**WHAT THE TASK ASKS:** Scan the listing below for "crowd", then report every line that has it.

:::::

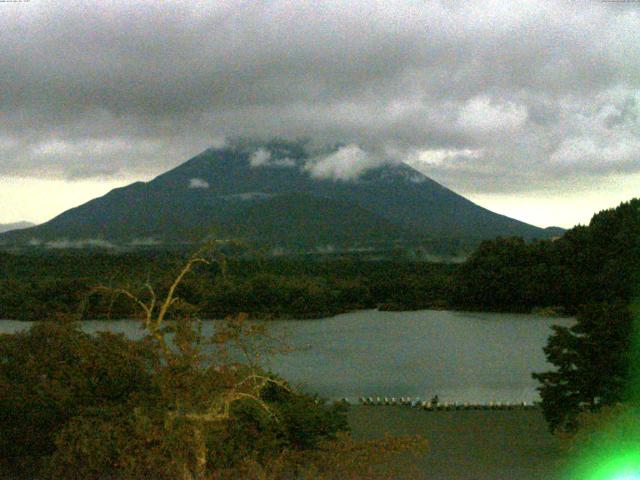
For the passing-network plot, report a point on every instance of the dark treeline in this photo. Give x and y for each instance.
(588, 264)
(34, 286)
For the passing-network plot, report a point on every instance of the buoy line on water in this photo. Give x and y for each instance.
(437, 405)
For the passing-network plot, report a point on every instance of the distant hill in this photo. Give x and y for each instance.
(265, 193)
(7, 227)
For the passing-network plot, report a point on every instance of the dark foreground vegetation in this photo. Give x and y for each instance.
(138, 409)
(31, 286)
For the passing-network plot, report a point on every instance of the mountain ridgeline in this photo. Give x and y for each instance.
(270, 195)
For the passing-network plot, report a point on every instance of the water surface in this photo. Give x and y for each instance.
(460, 356)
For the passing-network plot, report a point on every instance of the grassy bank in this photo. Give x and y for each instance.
(469, 445)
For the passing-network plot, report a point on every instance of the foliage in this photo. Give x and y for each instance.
(176, 405)
(592, 361)
(53, 373)
(593, 358)
(33, 287)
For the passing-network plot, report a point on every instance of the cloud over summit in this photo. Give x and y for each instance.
(537, 92)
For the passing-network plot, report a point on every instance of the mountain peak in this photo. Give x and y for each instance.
(285, 194)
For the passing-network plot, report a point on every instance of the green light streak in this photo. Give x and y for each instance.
(610, 450)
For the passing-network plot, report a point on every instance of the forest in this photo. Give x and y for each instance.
(140, 408)
(507, 274)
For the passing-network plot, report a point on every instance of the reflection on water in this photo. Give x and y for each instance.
(462, 357)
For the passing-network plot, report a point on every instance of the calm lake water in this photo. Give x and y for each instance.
(460, 356)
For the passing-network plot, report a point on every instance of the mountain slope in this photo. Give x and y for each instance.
(7, 227)
(266, 193)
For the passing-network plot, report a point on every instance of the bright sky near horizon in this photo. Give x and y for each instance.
(38, 200)
(531, 109)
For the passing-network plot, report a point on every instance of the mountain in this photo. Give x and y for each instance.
(271, 194)
(7, 227)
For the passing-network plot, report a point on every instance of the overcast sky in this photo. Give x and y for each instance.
(530, 108)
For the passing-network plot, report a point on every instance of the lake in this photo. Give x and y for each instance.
(460, 356)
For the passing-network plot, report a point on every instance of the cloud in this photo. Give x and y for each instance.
(130, 89)
(347, 163)
(264, 158)
(481, 115)
(198, 183)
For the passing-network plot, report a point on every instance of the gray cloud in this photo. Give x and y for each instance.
(484, 96)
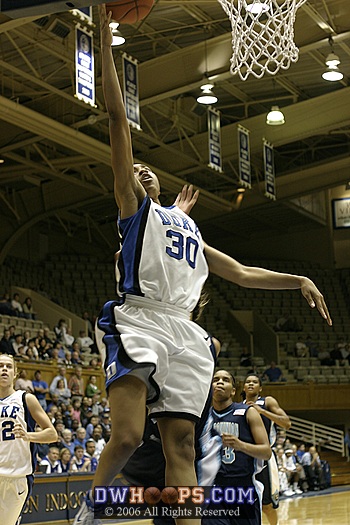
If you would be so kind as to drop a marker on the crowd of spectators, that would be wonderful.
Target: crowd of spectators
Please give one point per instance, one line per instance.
(299, 470)
(80, 416)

:::::

**WRITTEN SOLUTION:**
If you would be so kind as to drop a marker on the crowd of spectators, that would be wonderful.
Target: crowd of spectators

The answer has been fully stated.